Stored data
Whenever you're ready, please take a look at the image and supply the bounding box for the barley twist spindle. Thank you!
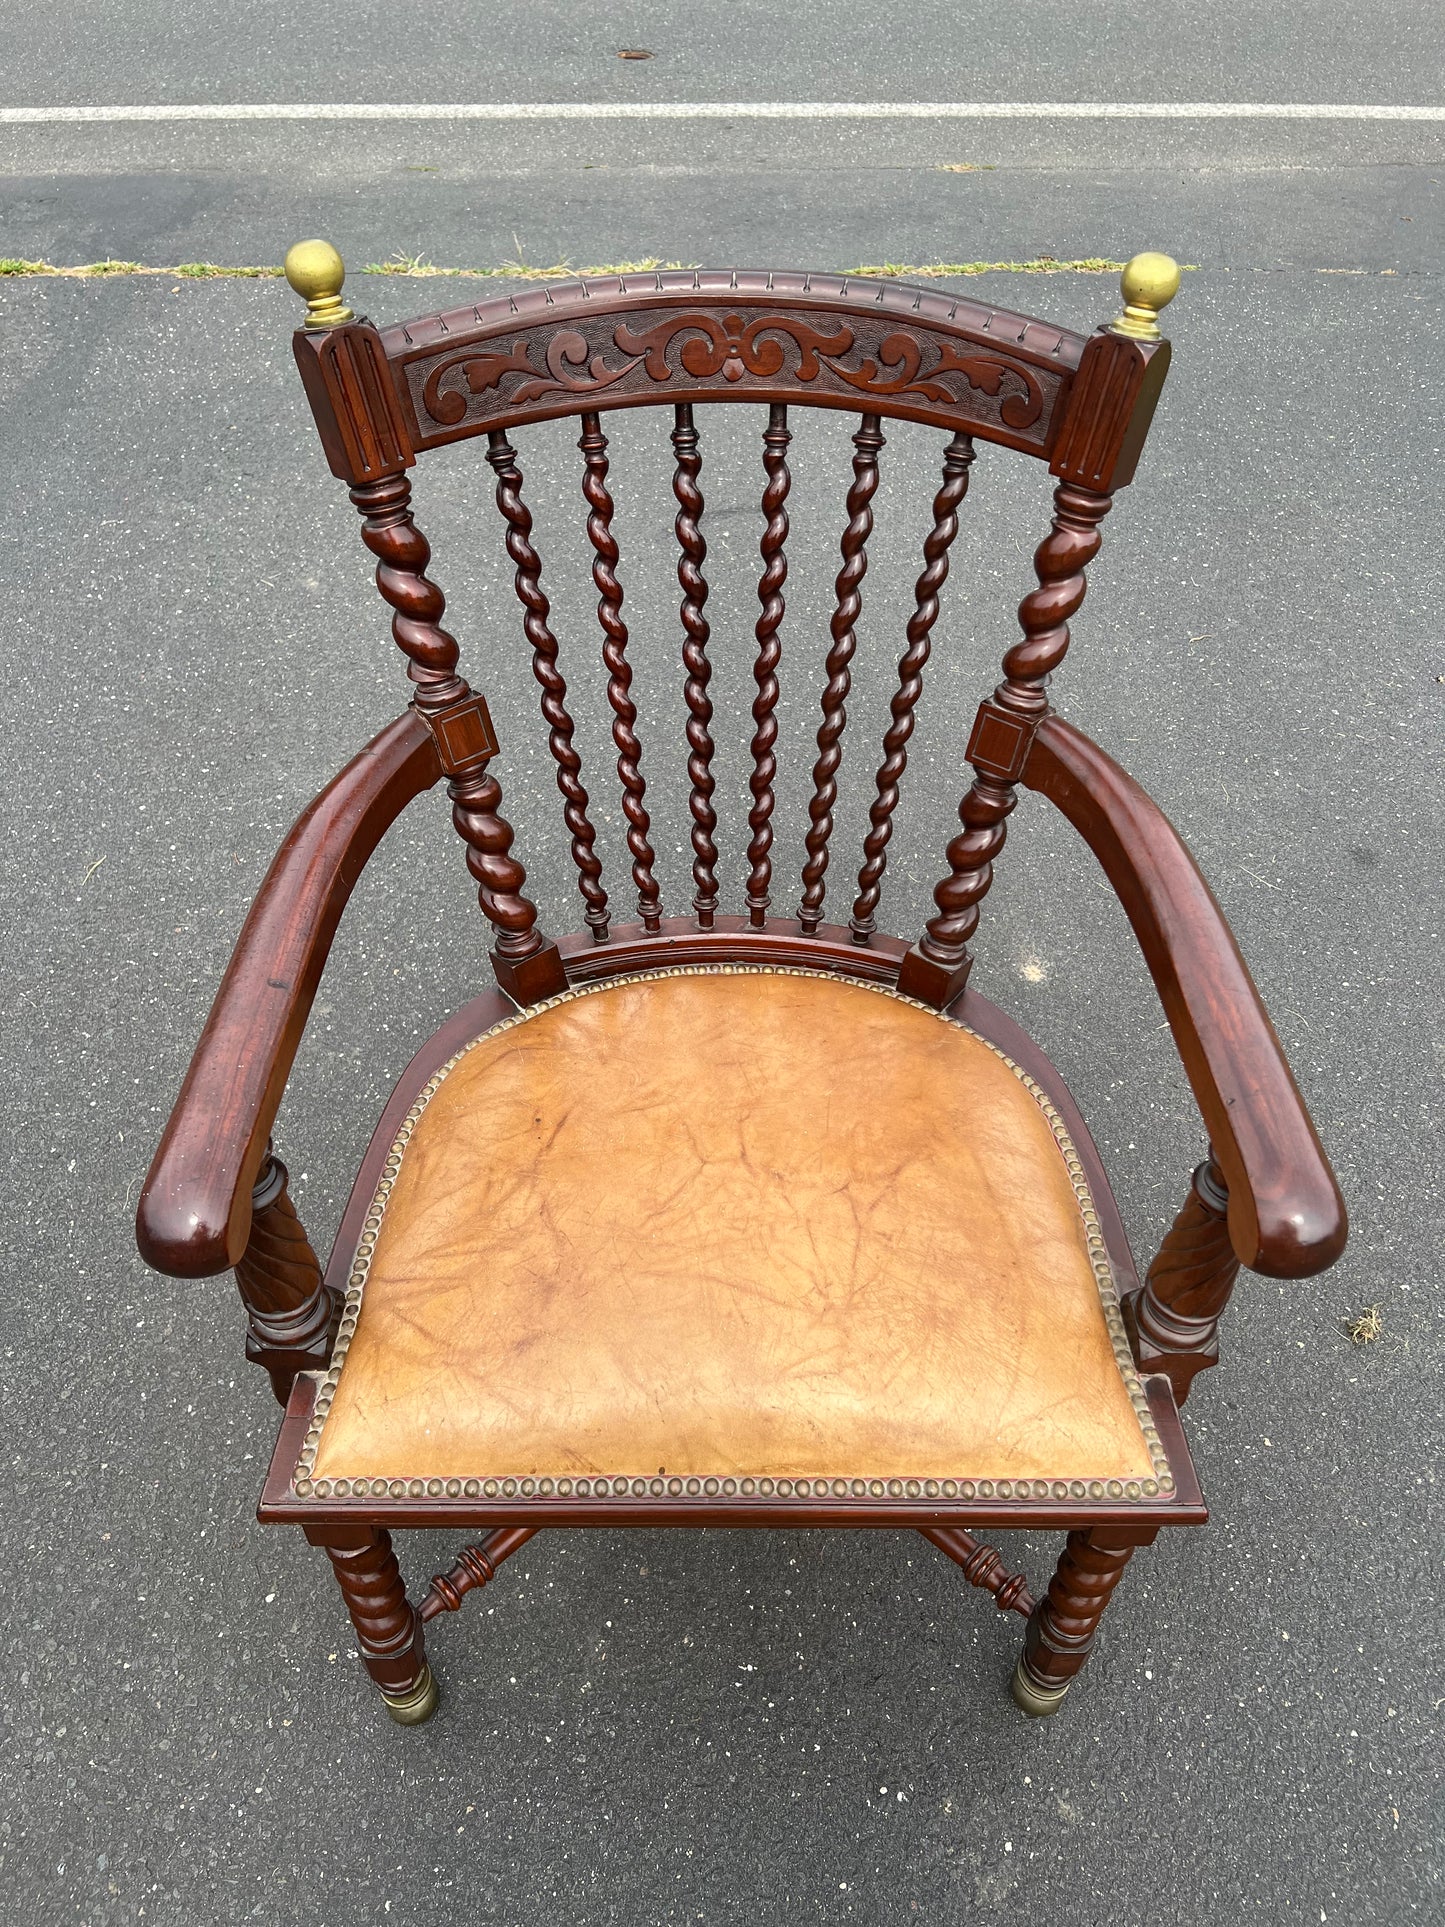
[851,431,975,941]
[349,472,547,967]
[799,414,885,934]
[904,479,1112,998]
[485,430,610,940]
[747,402,793,927]
[577,412,662,931]
[672,403,719,928]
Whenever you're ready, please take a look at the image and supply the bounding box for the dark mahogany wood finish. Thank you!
[1014,1524,1157,1715]
[801,412,883,933]
[1124,1157,1242,1406]
[306,1522,435,1720]
[138,711,443,1280]
[138,255,1346,1728]
[1021,715,1345,1278]
[381,270,1084,454]
[235,1149,339,1404]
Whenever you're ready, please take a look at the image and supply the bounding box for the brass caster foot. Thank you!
[1010,1657,1070,1719]
[382,1663,439,1726]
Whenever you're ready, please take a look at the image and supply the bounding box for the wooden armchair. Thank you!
[137,244,1346,1726]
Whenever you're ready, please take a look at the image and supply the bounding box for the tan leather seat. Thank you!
[310,968,1160,1489]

— TASK REQUIREMENTS —
Give an exact copy of the data, and omit any pictures it holds.

— EXPECTED ANSWER —
Whenever you're ready, please take a look at the image and supply the bounding box for the barley twist spindle. Thank you!
[851,431,975,941]
[349,472,547,967]
[799,414,885,934]
[904,479,1112,998]
[485,430,610,940]
[747,402,793,927]
[577,412,662,931]
[672,403,719,928]
Whenever you're ready, please take a look at the image and supply the bounding box for the dark mahogany wood finish. Thank you!
[1014,1524,1157,1715]
[801,412,883,933]
[1124,1157,1242,1406]
[306,1522,435,1720]
[138,711,443,1280]
[138,255,1346,1728]
[1021,715,1345,1278]
[381,270,1084,454]
[235,1149,339,1404]
Whenever you're ready, please take a look at the image and supply the bounding box for the brass caster foot. Thank you!
[1010,1657,1070,1719]
[382,1663,439,1726]
Whenever you're ready, please take a look at the image and supply the bounding box for the wooden armchair. Thank you!
[137,244,1346,1726]
Whenever you're ready, please take a look at the image and supply the bounding box for the tan leather seat. Thank you!
[310,968,1160,1489]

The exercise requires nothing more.